== Short exercise ==
Return every record verbatim.
━━━ Supplied records ━━━
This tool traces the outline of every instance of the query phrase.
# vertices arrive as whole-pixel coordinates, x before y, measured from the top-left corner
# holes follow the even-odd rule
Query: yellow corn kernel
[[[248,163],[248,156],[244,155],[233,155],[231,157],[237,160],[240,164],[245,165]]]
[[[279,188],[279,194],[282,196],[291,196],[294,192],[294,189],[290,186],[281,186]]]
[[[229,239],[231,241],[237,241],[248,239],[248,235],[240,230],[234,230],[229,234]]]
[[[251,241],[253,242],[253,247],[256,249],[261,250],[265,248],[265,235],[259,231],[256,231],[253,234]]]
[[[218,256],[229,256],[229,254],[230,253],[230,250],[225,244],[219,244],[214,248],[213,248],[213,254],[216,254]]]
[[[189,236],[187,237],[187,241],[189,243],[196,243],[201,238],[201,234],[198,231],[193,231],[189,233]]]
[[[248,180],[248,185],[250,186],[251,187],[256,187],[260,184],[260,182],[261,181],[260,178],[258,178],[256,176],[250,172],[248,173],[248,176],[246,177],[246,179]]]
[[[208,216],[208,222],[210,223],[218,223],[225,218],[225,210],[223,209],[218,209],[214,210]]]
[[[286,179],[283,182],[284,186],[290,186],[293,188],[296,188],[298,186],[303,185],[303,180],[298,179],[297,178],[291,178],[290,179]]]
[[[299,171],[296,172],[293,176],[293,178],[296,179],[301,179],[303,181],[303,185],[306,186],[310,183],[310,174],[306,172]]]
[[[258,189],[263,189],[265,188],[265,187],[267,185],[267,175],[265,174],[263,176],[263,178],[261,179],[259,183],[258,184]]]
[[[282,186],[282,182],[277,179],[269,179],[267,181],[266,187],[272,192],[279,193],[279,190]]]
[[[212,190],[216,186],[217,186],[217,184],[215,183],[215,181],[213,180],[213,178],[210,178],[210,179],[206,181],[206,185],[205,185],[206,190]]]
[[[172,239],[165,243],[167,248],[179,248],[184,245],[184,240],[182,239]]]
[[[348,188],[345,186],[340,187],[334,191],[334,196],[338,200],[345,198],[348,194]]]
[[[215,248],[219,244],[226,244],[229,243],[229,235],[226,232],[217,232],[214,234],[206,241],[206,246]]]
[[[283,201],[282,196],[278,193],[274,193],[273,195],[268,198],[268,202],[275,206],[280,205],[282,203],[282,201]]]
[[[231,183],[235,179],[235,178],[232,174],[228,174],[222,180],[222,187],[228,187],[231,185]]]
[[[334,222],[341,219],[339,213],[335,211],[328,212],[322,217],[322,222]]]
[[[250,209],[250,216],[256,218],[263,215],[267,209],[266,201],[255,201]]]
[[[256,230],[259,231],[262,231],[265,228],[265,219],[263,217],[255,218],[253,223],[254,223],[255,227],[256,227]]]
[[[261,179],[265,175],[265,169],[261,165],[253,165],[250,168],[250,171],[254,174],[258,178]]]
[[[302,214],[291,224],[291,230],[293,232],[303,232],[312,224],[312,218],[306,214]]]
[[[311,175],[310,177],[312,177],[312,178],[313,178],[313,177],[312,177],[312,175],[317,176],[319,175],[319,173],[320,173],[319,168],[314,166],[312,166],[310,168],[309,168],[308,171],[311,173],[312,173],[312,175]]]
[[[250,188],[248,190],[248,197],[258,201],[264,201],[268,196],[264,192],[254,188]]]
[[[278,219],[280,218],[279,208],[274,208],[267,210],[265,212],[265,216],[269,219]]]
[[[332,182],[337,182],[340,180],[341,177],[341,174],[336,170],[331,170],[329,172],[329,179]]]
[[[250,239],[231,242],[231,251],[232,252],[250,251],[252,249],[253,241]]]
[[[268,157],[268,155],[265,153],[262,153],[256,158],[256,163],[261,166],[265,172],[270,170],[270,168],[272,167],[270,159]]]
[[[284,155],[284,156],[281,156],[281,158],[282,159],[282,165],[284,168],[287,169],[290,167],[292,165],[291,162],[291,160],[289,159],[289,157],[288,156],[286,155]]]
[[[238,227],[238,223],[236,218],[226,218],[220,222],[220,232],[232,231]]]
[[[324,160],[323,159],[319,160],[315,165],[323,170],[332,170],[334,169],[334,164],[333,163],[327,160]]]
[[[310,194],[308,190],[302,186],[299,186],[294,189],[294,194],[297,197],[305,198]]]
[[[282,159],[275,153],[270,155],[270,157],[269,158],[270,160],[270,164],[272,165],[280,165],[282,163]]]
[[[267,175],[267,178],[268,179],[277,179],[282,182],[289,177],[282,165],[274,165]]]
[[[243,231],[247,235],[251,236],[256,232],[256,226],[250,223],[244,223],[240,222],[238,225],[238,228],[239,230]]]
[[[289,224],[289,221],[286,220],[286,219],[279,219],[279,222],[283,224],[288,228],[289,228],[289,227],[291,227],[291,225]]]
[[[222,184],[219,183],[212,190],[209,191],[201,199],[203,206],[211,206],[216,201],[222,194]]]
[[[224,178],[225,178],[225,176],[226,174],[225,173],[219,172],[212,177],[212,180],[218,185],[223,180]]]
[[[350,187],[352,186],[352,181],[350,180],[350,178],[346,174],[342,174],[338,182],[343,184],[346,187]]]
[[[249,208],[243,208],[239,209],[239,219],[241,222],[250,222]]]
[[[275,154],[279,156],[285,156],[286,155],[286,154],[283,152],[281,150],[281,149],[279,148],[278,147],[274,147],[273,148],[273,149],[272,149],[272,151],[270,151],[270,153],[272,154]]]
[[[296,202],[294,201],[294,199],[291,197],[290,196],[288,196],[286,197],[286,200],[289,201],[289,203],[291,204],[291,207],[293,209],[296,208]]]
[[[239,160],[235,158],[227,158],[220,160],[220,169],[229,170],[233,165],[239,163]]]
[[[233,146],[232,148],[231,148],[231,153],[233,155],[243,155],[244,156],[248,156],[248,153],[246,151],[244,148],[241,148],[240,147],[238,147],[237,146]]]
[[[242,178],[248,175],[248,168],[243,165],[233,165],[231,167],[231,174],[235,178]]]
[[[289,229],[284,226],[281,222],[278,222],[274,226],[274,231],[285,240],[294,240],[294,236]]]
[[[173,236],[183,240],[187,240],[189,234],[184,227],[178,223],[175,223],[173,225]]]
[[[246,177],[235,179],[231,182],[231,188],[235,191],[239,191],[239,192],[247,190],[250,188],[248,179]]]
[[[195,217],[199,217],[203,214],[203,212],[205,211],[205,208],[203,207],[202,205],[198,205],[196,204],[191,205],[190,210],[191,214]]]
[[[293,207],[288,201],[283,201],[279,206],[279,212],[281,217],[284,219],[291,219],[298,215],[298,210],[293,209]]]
━━━
== Output of the exercise ==
This tool traces the outline of every instance of the query phrase.
# vertices arrive as whole-pixel coordinates, x before y, measured from the top-left corner
# holes follow the even-odd rule
Query: yellow corn kernel
[[[248,163],[248,156],[244,155],[233,155],[231,157],[237,160],[240,164],[245,165]]]
[[[279,188],[279,194],[282,196],[291,196],[294,192],[294,189],[290,186],[281,186]]]
[[[229,239],[231,241],[237,241],[248,239],[248,235],[240,230],[234,230],[229,234]]]
[[[251,241],[253,242],[253,247],[256,249],[261,250],[265,248],[265,235],[259,231],[256,231],[253,234]]]
[[[218,256],[229,256],[229,254],[230,253],[230,250],[225,244],[219,244],[214,248],[213,248],[213,254],[216,254]]]
[[[189,236],[187,237],[187,241],[189,243],[196,243],[201,238],[201,234],[198,231],[193,231],[189,233]]]
[[[248,180],[248,185],[250,186],[251,187],[256,187],[260,184],[260,182],[261,181],[260,178],[258,178],[256,176],[250,172],[248,173],[248,176],[246,177],[246,179]]]
[[[208,216],[208,222],[210,223],[218,223],[225,218],[225,210],[223,209],[218,209],[214,210]]]
[[[286,179],[283,182],[284,186],[290,186],[293,188],[296,188],[298,186],[303,185],[303,180],[298,179],[297,178],[291,178],[290,179]]]
[[[299,171],[296,172],[293,176],[293,178],[296,179],[301,179],[303,181],[303,185],[306,186],[310,183],[310,174],[306,172]]]
[[[258,189],[263,189],[265,188],[265,187],[267,185],[267,175],[265,174],[263,176],[263,178],[261,179],[259,183],[258,184]]]
[[[282,186],[282,182],[277,179],[269,179],[267,181],[266,187],[272,192],[279,193],[279,190]]]
[[[212,190],[216,186],[217,186],[217,184],[215,183],[215,181],[213,180],[213,178],[210,178],[210,179],[206,181],[206,185],[205,185],[206,190]]]
[[[172,239],[165,243],[167,248],[179,248],[184,245],[184,240],[182,239]]]
[[[348,188],[345,186],[340,187],[334,191],[334,196],[338,200],[345,198],[348,194]]]
[[[215,248],[219,244],[226,244],[229,243],[229,235],[226,232],[217,232],[214,234],[206,241],[206,246]]]
[[[283,201],[282,196],[278,193],[274,193],[273,195],[268,198],[268,202],[275,206],[280,205],[282,203],[282,201]]]
[[[231,183],[235,179],[235,178],[232,174],[228,174],[222,180],[222,187],[228,187],[231,185]]]
[[[334,222],[341,219],[339,213],[335,211],[328,212],[322,217],[322,222]]]
[[[250,209],[250,216],[256,218],[263,215],[267,209],[266,201],[255,201]]]
[[[256,230],[259,231],[262,231],[265,228],[265,219],[263,217],[255,218],[253,223],[254,223],[255,227],[256,227]]]
[[[261,179],[265,175],[265,169],[261,165],[253,165],[250,168],[250,171],[254,174],[258,178]]]
[[[302,214],[291,224],[291,230],[293,232],[303,232],[312,224],[312,218],[306,214]]]
[[[311,175],[310,177],[312,177],[312,178],[313,178],[313,177],[312,177],[312,175],[317,176],[319,175],[319,173],[320,173],[319,168],[314,166],[312,166],[310,168],[309,168],[308,171],[311,173],[312,173],[312,175]]]
[[[250,188],[248,190],[248,197],[258,201],[264,201],[268,196],[264,192],[254,188]]]
[[[278,219],[280,218],[279,208],[274,208],[267,210],[265,212],[265,216],[269,219]]]
[[[332,182],[337,182],[340,180],[341,177],[341,174],[336,170],[331,170],[329,172],[329,179]]]
[[[250,239],[231,242],[231,251],[232,252],[250,251],[252,249],[253,241]]]
[[[268,157],[268,155],[265,153],[262,153],[256,158],[256,163],[261,166],[265,172],[270,170],[270,168],[272,167],[270,159]]]
[[[284,155],[284,156],[281,156],[281,158],[282,159],[282,165],[284,168],[287,169],[290,167],[292,165],[291,162],[291,160],[289,159],[289,157],[288,156],[286,155]]]
[[[238,227],[238,223],[236,218],[226,218],[220,222],[220,232],[232,231]]]
[[[324,160],[323,159],[319,160],[315,165],[323,170],[332,170],[334,169],[334,164],[333,163],[327,160]]]
[[[310,194],[308,190],[302,186],[299,186],[294,189],[294,194],[297,197],[305,198]]]
[[[282,159],[275,153],[270,155],[270,157],[269,158],[270,160],[270,164],[272,165],[280,165],[282,163]]]
[[[267,175],[267,178],[268,179],[277,179],[282,182],[289,177],[282,165],[274,165]]]
[[[243,231],[247,235],[251,236],[256,232],[256,226],[250,223],[244,223],[240,222],[238,225],[238,228],[239,230]]]
[[[289,224],[289,221],[286,220],[286,219],[279,219],[279,222],[283,224],[288,228],[289,228],[289,227],[291,227],[291,225]]]
[[[222,184],[219,183],[212,190],[209,191],[201,199],[203,206],[211,206],[216,201],[222,194]]]
[[[224,178],[225,178],[225,176],[226,174],[225,173],[219,172],[212,177],[212,180],[218,185],[223,180]]]
[[[350,187],[352,186],[352,181],[350,180],[350,178],[346,174],[342,174],[338,182],[343,184],[346,187]]]
[[[249,208],[243,208],[239,209],[239,219],[241,222],[250,222]]]
[[[275,154],[279,156],[285,156],[286,155],[286,154],[283,152],[281,150],[281,149],[279,148],[278,147],[274,147],[273,148],[273,149],[272,149],[272,151],[270,151],[270,153],[272,154]]]
[[[296,202],[294,201],[294,199],[291,197],[290,196],[288,196],[286,197],[286,200],[289,201],[289,203],[291,204],[291,207],[293,209],[296,208]]]
[[[239,160],[235,158],[227,158],[220,160],[220,169],[229,170],[233,165],[239,163]]]
[[[233,146],[232,148],[231,148],[231,153],[233,155],[243,155],[244,156],[248,156],[248,153],[246,151],[244,148],[241,148],[240,147],[238,147],[237,146]]]
[[[242,178],[248,175],[248,168],[243,165],[233,165],[231,167],[231,174],[235,178]]]
[[[289,229],[284,226],[281,222],[278,222],[274,226],[274,231],[285,240],[294,240],[294,236]]]
[[[173,236],[183,240],[187,240],[189,234],[184,227],[178,223],[175,223],[173,225]]]
[[[246,177],[235,179],[231,182],[231,188],[235,191],[239,191],[239,192],[247,190],[250,188],[248,179]]]
[[[195,217],[199,217],[203,214],[203,212],[205,211],[205,208],[203,207],[202,205],[198,205],[196,204],[191,205],[190,210],[191,214]]]
[[[293,207],[288,201],[283,201],[279,206],[279,212],[281,217],[284,219],[291,219],[298,215],[298,210],[293,209]]]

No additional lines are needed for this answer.